» Information
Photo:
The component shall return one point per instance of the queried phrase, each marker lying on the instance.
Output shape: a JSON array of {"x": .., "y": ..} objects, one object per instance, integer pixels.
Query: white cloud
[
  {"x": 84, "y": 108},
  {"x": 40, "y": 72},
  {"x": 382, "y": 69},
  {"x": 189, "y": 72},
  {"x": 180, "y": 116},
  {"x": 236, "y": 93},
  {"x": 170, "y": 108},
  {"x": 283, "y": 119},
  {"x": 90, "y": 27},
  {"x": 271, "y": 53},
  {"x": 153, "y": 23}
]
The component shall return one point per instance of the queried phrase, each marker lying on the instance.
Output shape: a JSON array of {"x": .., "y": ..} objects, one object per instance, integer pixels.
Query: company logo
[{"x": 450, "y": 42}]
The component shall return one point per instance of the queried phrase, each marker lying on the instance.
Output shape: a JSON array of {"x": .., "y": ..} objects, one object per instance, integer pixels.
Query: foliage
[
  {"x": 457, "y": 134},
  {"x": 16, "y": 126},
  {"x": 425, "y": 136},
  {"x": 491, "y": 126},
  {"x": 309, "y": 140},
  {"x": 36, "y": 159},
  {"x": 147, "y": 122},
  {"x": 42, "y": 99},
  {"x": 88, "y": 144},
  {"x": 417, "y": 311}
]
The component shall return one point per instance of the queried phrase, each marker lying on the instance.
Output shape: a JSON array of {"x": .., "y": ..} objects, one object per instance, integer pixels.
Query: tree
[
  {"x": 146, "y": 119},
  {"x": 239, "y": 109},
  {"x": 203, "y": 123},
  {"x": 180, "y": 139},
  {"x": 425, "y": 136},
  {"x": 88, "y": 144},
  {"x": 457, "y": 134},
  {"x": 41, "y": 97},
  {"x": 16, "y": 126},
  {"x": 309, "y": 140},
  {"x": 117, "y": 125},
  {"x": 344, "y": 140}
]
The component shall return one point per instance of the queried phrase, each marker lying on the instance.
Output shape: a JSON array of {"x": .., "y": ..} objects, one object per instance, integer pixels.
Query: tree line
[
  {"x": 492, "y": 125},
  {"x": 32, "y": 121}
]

» Exercise aim
Please set down the whole listing above without altering a single line.

» Result of the task
Photo:
The component shall return one point per instance of the queried phrase, each marker lying on the instance.
Output shape: a JSON array of {"x": .., "y": ..} objects, one object per instance, integer pixels.
Query: white cloud
[
  {"x": 84, "y": 108},
  {"x": 40, "y": 72},
  {"x": 382, "y": 69},
  {"x": 189, "y": 72},
  {"x": 180, "y": 116},
  {"x": 236, "y": 93},
  {"x": 170, "y": 108},
  {"x": 283, "y": 119},
  {"x": 90, "y": 27},
  {"x": 271, "y": 53},
  {"x": 153, "y": 23}
]
The component shall return one point per instance of the queried phrase, each marker lying on the instance.
Output shape: a JSON array of {"x": .., "y": ..} objects, one object per instance, integer pixels.
Query: company logo
[{"x": 450, "y": 42}]
The component shall return one point per instance of the queried phrase, each marker lying on the instance.
Output shape: a JSON array of {"x": .., "y": ..} objects, one object per instance, integer pixels.
Query: foliage
[
  {"x": 457, "y": 134},
  {"x": 16, "y": 126},
  {"x": 425, "y": 136},
  {"x": 491, "y": 126},
  {"x": 309, "y": 140},
  {"x": 36, "y": 159},
  {"x": 147, "y": 122},
  {"x": 42, "y": 99},
  {"x": 88, "y": 144},
  {"x": 417, "y": 311}
]
The component shall return one point per instance of the queried phrase, each marker lying on the instance.
Output shape: a JSON array of {"x": .., "y": ..} objects, one object per instance, integer pixels.
Query: tree
[
  {"x": 146, "y": 119},
  {"x": 239, "y": 109},
  {"x": 203, "y": 123},
  {"x": 180, "y": 139},
  {"x": 425, "y": 136},
  {"x": 88, "y": 144},
  {"x": 457, "y": 134},
  {"x": 41, "y": 97},
  {"x": 16, "y": 126},
  {"x": 309, "y": 140},
  {"x": 117, "y": 125},
  {"x": 344, "y": 140}
]
The component shall return one point per instance of the queried phrase, each marker lying on the instance.
Output shape: a JSON array of {"x": .., "y": ..} objects, one object per instance, integer pixels.
Query: tree line
[
  {"x": 492, "y": 125},
  {"x": 32, "y": 121}
]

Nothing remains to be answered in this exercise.